Set problem> Give as output the line that contains "Identify the pier support", followed by every remaining line of the entries, unchanged and with nothing added.

------------------------------------------------------------------------

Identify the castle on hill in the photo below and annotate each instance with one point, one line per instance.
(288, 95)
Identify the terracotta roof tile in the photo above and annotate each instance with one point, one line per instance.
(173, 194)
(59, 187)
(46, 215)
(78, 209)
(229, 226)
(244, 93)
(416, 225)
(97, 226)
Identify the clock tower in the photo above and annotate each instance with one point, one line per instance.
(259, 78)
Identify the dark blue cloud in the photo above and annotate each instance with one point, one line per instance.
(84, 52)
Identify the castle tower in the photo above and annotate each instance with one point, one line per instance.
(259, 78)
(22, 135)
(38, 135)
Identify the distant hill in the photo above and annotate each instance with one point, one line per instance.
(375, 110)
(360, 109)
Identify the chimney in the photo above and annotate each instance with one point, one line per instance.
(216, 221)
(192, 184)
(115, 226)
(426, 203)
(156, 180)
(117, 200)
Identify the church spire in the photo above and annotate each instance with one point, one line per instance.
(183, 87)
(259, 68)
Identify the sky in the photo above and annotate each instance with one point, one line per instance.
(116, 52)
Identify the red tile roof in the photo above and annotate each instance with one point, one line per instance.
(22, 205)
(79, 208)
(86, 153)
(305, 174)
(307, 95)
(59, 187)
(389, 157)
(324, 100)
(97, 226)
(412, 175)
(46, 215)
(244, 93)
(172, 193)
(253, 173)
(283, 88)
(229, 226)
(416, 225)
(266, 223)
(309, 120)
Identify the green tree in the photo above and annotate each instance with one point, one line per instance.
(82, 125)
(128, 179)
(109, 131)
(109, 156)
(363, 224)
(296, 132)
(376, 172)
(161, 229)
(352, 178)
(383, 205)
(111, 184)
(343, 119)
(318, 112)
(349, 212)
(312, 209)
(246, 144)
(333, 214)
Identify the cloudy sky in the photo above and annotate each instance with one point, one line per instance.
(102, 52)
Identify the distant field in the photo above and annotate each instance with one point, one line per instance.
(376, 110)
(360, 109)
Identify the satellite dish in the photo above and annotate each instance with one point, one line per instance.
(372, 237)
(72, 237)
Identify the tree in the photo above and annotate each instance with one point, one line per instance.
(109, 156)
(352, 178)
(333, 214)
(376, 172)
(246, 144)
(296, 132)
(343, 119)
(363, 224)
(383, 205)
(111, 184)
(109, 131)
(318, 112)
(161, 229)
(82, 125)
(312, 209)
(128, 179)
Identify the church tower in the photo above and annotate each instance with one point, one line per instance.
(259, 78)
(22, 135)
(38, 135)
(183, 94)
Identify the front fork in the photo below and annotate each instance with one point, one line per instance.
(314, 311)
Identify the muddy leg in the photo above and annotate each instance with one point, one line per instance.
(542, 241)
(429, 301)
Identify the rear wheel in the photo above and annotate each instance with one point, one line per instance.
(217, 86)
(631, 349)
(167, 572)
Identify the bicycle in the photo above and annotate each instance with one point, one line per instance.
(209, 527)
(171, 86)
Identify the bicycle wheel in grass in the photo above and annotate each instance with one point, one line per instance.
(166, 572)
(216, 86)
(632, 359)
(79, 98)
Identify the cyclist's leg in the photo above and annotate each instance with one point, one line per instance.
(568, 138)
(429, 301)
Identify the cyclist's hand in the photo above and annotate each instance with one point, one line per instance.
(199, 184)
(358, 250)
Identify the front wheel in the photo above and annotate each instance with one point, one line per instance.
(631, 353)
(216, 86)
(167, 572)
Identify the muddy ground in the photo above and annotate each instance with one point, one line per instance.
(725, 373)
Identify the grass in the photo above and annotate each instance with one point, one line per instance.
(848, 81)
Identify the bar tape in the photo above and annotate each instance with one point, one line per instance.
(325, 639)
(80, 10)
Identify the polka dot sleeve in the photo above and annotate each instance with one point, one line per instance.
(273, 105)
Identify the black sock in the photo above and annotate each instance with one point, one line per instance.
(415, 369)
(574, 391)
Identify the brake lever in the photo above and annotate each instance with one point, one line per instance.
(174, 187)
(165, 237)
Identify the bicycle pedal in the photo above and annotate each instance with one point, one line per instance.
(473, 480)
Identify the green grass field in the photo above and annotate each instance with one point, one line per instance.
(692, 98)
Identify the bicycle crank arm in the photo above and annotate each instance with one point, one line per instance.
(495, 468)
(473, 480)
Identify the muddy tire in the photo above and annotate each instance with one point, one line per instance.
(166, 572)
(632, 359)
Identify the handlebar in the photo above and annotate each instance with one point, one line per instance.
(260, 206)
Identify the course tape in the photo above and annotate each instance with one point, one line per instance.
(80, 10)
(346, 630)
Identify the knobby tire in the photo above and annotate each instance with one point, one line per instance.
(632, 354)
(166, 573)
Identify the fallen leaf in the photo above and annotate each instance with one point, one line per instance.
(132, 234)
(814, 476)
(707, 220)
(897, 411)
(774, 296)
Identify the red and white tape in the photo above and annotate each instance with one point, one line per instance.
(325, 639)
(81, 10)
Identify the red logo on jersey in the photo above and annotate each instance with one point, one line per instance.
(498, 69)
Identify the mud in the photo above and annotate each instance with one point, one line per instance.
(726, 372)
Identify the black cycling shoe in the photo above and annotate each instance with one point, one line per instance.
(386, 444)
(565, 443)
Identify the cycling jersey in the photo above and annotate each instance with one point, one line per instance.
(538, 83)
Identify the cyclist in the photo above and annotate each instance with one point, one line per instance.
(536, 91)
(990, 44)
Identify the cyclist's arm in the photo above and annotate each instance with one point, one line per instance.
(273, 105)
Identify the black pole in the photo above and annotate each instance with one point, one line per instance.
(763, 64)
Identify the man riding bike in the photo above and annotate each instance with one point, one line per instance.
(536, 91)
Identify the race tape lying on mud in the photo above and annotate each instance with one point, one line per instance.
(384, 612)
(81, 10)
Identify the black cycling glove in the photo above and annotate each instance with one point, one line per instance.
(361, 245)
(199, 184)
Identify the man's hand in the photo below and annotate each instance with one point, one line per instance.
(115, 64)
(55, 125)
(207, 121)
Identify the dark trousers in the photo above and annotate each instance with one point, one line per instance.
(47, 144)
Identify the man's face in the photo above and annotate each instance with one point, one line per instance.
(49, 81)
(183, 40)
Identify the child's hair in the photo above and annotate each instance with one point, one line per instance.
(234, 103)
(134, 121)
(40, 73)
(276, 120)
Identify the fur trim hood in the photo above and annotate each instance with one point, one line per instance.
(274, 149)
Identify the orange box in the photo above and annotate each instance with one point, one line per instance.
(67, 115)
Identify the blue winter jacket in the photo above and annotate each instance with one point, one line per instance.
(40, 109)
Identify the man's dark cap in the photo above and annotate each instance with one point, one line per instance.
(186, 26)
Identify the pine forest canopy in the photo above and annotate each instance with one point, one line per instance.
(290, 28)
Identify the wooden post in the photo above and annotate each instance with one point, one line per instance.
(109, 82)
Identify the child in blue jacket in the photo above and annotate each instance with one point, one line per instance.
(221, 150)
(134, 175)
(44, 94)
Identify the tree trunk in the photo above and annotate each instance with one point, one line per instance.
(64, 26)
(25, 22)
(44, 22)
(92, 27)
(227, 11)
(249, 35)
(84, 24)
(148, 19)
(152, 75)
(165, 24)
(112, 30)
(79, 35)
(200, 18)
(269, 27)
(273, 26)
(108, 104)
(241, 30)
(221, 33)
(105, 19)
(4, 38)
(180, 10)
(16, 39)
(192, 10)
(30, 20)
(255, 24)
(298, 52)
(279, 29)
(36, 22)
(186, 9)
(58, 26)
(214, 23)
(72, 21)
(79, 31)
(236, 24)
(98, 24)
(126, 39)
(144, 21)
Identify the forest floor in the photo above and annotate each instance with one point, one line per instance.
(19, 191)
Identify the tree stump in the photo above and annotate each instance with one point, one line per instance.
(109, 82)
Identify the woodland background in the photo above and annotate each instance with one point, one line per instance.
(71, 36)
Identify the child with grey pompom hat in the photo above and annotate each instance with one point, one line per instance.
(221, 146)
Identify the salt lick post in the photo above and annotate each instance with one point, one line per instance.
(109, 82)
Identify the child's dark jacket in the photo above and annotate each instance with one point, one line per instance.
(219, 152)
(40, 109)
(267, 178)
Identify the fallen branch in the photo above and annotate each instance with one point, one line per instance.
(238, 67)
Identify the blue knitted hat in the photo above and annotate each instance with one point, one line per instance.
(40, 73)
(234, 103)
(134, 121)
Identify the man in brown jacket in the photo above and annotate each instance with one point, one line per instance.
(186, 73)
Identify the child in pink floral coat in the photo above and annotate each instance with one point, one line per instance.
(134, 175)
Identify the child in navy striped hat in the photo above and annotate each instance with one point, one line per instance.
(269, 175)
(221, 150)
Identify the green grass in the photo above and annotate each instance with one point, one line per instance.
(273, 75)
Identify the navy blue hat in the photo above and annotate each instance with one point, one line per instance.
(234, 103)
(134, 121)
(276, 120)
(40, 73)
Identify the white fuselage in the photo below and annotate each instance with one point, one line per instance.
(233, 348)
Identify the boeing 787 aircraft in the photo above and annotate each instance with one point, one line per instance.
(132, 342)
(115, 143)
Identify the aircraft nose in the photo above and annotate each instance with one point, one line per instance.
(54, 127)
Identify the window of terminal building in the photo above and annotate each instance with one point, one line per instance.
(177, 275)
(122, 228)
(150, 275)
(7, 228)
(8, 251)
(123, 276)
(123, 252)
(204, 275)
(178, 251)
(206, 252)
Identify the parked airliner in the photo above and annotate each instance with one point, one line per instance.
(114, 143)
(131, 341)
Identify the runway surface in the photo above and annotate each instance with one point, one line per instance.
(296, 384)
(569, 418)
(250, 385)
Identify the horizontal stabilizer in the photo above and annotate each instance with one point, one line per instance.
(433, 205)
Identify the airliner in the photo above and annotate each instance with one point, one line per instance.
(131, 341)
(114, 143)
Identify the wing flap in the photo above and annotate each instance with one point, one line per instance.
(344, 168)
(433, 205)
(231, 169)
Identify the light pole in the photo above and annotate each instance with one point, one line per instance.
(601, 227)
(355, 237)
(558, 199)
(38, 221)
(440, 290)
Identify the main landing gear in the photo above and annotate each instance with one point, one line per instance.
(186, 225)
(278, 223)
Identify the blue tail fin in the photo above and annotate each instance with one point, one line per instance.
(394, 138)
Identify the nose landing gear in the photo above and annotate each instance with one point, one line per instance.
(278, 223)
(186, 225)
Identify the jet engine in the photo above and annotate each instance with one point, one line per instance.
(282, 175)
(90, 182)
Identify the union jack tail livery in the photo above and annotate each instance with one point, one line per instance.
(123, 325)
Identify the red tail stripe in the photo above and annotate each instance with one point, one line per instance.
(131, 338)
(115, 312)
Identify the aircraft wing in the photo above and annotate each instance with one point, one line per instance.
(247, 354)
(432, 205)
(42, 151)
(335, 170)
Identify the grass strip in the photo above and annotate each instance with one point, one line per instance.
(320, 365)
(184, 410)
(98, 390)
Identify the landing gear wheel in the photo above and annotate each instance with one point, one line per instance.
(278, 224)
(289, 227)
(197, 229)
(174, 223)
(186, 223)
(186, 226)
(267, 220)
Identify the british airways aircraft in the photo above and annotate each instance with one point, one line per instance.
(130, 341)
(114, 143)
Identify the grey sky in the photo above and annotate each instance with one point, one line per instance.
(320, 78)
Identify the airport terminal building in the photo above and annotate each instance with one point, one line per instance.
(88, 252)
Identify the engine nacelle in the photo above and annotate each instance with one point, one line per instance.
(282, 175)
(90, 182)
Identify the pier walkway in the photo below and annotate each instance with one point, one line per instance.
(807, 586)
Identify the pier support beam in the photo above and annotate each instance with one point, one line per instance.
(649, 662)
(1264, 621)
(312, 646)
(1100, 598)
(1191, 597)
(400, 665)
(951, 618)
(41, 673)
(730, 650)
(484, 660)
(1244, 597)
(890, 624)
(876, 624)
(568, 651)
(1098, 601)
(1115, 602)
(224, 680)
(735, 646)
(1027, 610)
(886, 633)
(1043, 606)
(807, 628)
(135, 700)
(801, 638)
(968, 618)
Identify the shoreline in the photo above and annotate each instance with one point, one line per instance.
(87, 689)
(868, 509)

------------------------------------------------------------------------

Expected answer>
Identify the pier support beam in the photo above and annotate each instance with one point, one line per instance.
(649, 662)
(1264, 621)
(312, 646)
(1100, 598)
(1191, 597)
(400, 665)
(951, 618)
(41, 673)
(730, 650)
(484, 660)
(1244, 597)
(890, 624)
(876, 624)
(568, 651)
(1098, 601)
(1115, 602)
(224, 680)
(735, 646)
(1027, 610)
(886, 633)
(1043, 606)
(807, 628)
(135, 700)
(801, 638)
(968, 618)
Identify the shoreline in the photo above and annotate each instance with one point, one line per instance.
(87, 689)
(868, 509)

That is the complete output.